== Exercises ==
- a) Answer these questions using the book page about creative responses to conflict:
(i) What is the hardcover price of the book?
(ii) Whose words open the preface?
(iii) How many other baby boomers does the preface mention?
- b) The book page about creative responses to conflict describes the 1960s' "Culture Wars" in America. List every issue it names as a source of heated conflict with parents and government institutions.
- c) Pick up the preface on the book page about creative responses to conflict and continue it from its last sentence.

== Source document ==
────────

Book

 

Art Not Hate:
Creative Responses to Conflict

A Print Series by Bob Barancik

Hardcover: $40.95
Softcover: $27.95

Available on Blurb.com

Preface

“A bird doesn’t sing because it has an answer, it sings because it has a song.” – Maya Angelou 

Like 74 million other baby boomers, my life has been defined and changed by conflict. We are the Post-World War II generation.

We have lived through the duck-and-cover drills of the Cold War with Russia, the Korean War, the Vietnam War, the Cuban missile crisis (that almost triggered WWIII), the first Gulf War, Bosnia, Somalia, saber rattling with Iran, Afghanistan, worldwide War on Terror with Al Quada, and the Wars in Iraq…

We also created and lived through the 1960s’ “Culture Wars” in America. This often included heated conflict with our parents and government institutions over civil rights, the environment, feminism and women’s issues, and, of course, sex, drugs, and rock ’n roll.

────────

[Object point labels]
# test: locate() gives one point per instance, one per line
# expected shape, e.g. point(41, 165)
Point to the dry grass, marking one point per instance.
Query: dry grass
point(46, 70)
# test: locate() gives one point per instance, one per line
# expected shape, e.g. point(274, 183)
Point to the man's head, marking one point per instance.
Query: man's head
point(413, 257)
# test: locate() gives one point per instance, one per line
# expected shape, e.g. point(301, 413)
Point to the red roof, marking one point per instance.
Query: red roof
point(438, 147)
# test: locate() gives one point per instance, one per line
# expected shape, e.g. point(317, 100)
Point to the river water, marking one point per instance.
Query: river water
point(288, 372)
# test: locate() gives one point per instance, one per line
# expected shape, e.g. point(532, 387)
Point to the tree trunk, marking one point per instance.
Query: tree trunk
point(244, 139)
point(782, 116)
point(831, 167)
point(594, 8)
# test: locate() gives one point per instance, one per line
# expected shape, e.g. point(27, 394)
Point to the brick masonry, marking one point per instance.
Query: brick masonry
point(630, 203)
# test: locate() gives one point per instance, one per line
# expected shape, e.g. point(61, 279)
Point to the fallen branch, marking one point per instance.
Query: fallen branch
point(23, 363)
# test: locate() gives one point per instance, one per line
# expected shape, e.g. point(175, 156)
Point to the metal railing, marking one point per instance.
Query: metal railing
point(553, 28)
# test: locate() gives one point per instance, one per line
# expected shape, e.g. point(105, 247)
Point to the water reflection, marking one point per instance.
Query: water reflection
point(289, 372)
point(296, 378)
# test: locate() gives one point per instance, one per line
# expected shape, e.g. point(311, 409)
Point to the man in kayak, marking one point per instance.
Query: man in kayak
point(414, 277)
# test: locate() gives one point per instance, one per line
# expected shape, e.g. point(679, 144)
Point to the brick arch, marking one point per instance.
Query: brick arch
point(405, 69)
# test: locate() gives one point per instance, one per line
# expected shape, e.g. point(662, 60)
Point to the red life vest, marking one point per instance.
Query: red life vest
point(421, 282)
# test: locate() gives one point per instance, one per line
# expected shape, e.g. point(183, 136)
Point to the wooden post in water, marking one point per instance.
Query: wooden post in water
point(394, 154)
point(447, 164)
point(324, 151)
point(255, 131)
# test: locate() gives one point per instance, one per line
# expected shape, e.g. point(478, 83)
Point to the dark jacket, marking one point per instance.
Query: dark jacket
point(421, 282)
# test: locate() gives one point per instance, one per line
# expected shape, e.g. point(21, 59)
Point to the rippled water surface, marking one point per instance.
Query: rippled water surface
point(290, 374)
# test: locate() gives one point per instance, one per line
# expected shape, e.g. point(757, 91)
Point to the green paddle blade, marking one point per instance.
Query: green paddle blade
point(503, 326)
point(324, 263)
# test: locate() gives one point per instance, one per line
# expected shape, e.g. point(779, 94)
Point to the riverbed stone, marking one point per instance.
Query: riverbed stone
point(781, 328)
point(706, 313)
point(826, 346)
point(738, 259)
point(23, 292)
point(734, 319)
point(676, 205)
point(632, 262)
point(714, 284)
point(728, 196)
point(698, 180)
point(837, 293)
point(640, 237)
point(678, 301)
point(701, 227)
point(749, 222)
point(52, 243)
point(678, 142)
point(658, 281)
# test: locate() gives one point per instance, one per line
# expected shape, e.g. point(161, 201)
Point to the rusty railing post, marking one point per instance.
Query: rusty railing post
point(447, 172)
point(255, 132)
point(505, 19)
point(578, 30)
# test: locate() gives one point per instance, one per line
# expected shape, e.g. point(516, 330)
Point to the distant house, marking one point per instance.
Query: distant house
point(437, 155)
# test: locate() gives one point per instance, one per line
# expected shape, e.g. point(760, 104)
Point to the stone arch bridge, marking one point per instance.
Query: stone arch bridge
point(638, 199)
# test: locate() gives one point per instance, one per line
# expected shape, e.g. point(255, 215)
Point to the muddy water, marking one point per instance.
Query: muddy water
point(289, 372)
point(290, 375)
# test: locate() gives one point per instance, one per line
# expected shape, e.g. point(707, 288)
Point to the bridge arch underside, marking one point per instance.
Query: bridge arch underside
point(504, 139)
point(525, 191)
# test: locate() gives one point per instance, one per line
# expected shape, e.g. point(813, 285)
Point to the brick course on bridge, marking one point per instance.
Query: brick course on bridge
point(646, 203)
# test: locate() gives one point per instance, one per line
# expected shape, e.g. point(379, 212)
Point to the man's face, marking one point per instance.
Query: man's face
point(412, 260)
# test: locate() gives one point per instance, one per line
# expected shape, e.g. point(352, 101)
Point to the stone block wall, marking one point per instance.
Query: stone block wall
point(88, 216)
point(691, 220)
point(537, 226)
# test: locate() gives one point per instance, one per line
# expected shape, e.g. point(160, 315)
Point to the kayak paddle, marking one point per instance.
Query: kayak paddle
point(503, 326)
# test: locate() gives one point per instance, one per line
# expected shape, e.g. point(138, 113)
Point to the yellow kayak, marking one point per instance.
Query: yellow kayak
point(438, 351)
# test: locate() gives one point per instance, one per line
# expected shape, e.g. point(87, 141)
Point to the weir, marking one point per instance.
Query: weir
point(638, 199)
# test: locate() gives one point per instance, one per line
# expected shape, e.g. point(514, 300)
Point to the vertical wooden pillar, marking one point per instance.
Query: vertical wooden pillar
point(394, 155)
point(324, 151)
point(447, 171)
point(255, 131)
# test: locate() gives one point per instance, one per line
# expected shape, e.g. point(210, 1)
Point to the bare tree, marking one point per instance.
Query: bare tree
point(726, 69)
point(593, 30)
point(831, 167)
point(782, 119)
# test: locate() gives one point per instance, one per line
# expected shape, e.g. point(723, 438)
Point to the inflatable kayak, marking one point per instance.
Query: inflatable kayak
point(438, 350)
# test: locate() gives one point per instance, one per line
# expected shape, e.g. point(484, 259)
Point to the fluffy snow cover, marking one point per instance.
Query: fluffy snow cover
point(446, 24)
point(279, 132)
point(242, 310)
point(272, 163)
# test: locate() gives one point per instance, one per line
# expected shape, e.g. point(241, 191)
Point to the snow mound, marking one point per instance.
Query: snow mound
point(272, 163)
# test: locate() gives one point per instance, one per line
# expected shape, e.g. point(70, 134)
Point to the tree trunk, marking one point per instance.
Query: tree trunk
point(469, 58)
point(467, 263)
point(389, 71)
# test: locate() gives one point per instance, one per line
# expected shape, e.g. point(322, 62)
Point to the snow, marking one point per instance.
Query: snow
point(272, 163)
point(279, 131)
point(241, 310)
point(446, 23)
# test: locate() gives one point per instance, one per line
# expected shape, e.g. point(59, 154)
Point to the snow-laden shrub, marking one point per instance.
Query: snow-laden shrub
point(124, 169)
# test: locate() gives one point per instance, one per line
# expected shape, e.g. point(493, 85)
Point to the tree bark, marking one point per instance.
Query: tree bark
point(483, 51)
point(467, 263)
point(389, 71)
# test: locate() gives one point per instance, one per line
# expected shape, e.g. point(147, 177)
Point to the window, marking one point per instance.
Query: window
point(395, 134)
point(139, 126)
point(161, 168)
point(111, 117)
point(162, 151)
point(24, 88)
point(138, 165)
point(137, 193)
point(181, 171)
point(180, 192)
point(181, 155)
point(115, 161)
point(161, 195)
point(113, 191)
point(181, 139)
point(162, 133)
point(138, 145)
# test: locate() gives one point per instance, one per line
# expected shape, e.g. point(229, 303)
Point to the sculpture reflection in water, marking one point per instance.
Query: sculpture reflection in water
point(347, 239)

────────

== Answers given ==
- a)
(i) $40.95
(ii) Maya Angelou
(iii) 74 million

- b)
- Civil rights
- The environment
- Feminism and women's issues
- Sex, drugs, and rock 'n roll

- c)
Perhaps of greatest significance, baby boomers were the first generation of Americans to fully grasp the historical magnitude of the Holocaust and the atomic bombing of Hiroshima and Nagasaki. These events challenged our notions of progress and the innate goodness of human beings.

As a boy growing up in a middle class subdivision outside of Chicago in the 1950s, my life both mirrored and amplified the spirit of the times. There were Jewish people who tried to hide the tattooed numbers on their forearms; they somehow survived the Nazi death camps and became my reticent neighbors.

I lived just outside of the gates of Fort Sheridan. Many of my close friends were army brats. Their fathers had fought in WWII and Korea, and their dads were the officers who managed the military build-up for the Vietnam War. Conflict was a given part of life.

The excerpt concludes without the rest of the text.